#### Task inputs
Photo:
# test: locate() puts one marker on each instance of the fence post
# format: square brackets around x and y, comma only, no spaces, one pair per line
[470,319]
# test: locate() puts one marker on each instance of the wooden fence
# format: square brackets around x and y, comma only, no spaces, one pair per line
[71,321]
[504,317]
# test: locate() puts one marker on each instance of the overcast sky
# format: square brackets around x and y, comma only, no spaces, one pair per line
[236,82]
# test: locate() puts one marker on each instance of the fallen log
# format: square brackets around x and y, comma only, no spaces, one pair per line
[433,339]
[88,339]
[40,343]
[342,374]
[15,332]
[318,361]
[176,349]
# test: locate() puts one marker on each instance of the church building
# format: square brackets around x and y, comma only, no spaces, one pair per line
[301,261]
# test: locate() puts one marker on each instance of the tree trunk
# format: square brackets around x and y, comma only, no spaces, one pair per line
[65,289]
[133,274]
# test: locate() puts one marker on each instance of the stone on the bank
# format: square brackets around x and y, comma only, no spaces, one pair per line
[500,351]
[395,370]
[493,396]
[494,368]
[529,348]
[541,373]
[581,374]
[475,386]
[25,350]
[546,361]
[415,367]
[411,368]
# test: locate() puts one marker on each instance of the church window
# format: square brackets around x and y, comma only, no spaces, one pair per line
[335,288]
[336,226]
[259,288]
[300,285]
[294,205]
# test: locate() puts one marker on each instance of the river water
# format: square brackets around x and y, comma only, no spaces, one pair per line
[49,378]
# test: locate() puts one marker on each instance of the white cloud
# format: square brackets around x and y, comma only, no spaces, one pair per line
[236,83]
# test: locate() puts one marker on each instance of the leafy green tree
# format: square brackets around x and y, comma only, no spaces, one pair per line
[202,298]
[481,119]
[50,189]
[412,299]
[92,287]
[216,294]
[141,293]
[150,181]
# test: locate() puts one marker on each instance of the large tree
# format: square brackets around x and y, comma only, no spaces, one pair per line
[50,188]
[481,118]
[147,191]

--

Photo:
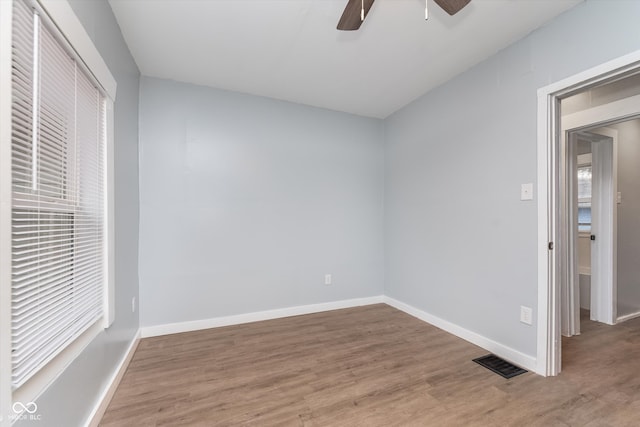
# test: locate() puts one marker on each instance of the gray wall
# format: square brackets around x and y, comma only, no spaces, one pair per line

...

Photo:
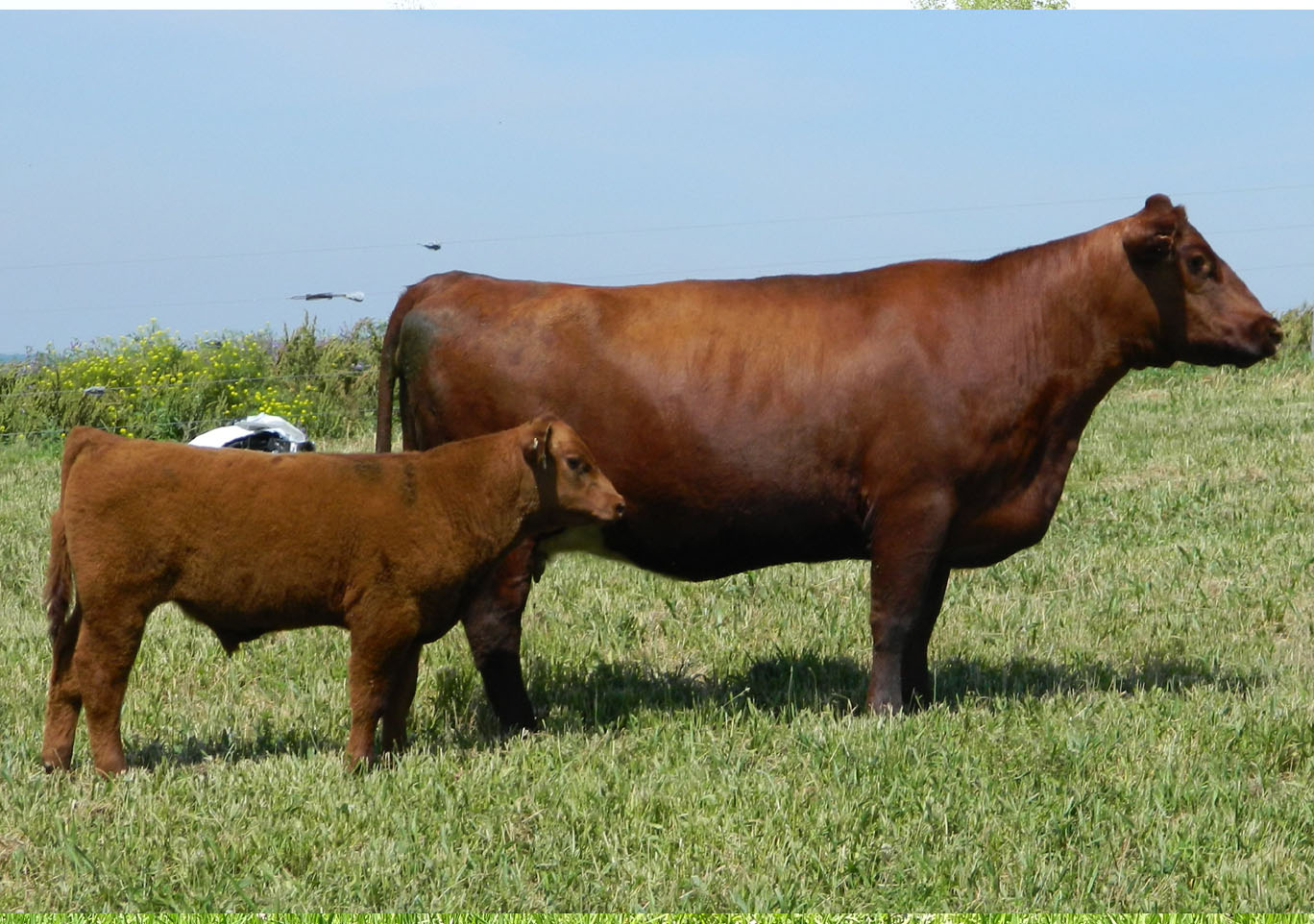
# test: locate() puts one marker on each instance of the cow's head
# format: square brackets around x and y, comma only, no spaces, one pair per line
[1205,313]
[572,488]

#### Problem
Pull out every line in the records above that contains the word "church", and copy each one as it appears.

#### The solution
# test: locate() puts one marker on each instance of the church building
# test: locate() puts one marker on each instance of the church window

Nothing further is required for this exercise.